→ **Required task a**:
Extract each line of the records that contains the string "point", matching case exactly.

→ **Text provided**:
----

The best way into this story is to look at the crime of which Giuliani likely will stand accused. As the New York Times reported back in the fall of 2019, federal prosecutors have been investigating whether Giuliani broke lobbying laws in his dealings with Ukrainian officials by failing to disclose he was acting on their behalf. While violation of a disclosure law doesn’t sound particularly bad or sexy, the point of the law is to require transparency whenever someone has contact with the government or media in the United States at the direction or request of foreign politicians or officials.
The reason for this is plain: In recent years especially, covert foreign influence has been highly damaging to our democracy, with disinformation peddling chief among the concerns. Whenever someone goes on Fox News pushing Russian-aligned propaganda, for example, authorities want to know whether covert foreign influence lies behind it. Same goes for statements within Congress.
So on whose behalf why might Rudy Giuliani really be working? A few names have emerged that are worth exploring, but today I’m focusing on one: Dmitri Furtash. Once all the connections are laid bare, it’s easy to reach the same alarming conclusion federal agents and prosecutors have reached: Giuliani, the right hand man of the former president, likely is deep-in-bed with Russian agents and oligarchs and is an active threat to national security.
Furtash is a Ukrainian billionaire wanted for extradition to the United States on bribery and racketeering charges. Witnesses who have been cooperating with the investigation confirmed to Time Magazine that authorities were particularly interested in Giuliani’s communications and association with Furtash.
First, some background on Furtash. He is a wealthy industrialist with assets across Europe, but for the last five years, he has been in Vienna fighting the U.S. extradition charges. The Department of Justice in 2017 named Furtash among the “upper echelon associates of Russian organized crime” but had been under investigation for at least ten years prior to then. His early work in the gas trade brought him into contact with Russian mob bosses who gave their blessings on his ventures. As those businesses grew, in the mid-2000s Furtash received an exclusive right from Vladimir Putin to sell Russian gas to Ukraine in partnership with Russian’s state owned gas company, Gazprom. This arrangement made him a billionaire. Furtash used his influence to buy up chemical and fertilizer plants across the Ukraine.
In 2010, Furtash supported the Russian-backed candidate for president, Viktor Yanokovych. Proving again that connections to Trump are everywhere, Furtash worked on the campaign alongside Paul Manafort, Trump’s one-time campaign manager, who was later convicted and sentenced to seven years before receiving a pardon from Trump. (Furtash once attempted to buy and redevelop the famous Drake Hotel in New York with Manafort, a deal that never went through.) After Yanokovych won that election, Furtash expanded his business empire under that administration, buying up lucrative gas distribution and storage companies in Ukraine.

----

→ **Entries provided**:

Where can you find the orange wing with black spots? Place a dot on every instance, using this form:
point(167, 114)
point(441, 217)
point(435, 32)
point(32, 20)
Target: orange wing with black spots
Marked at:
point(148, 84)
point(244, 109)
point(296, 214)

----

→ **Required task b**:
In the text on Giuliani and Furtash, duplicate everything from "The reason for" down to "statements within Congress." word for word.

→ **Exercise solution a**:
point(167, 114)
point(441, 217)
point(435, 32)
point(32, 20)
point(148, 84)
point(244, 109)
point(296, 214)

→ **Exercise solution b**:
The reason for this is plain: In recent years especially, covert foreign influence has been highly damaging to our democracy, with disinformation peddling chief among the concerns. Whenever someone goes on Fox News pushing Russian-aligned propaganda, for example, authorities want to know whether covert foreign influence lies behind it. Same goes for statements within Congress.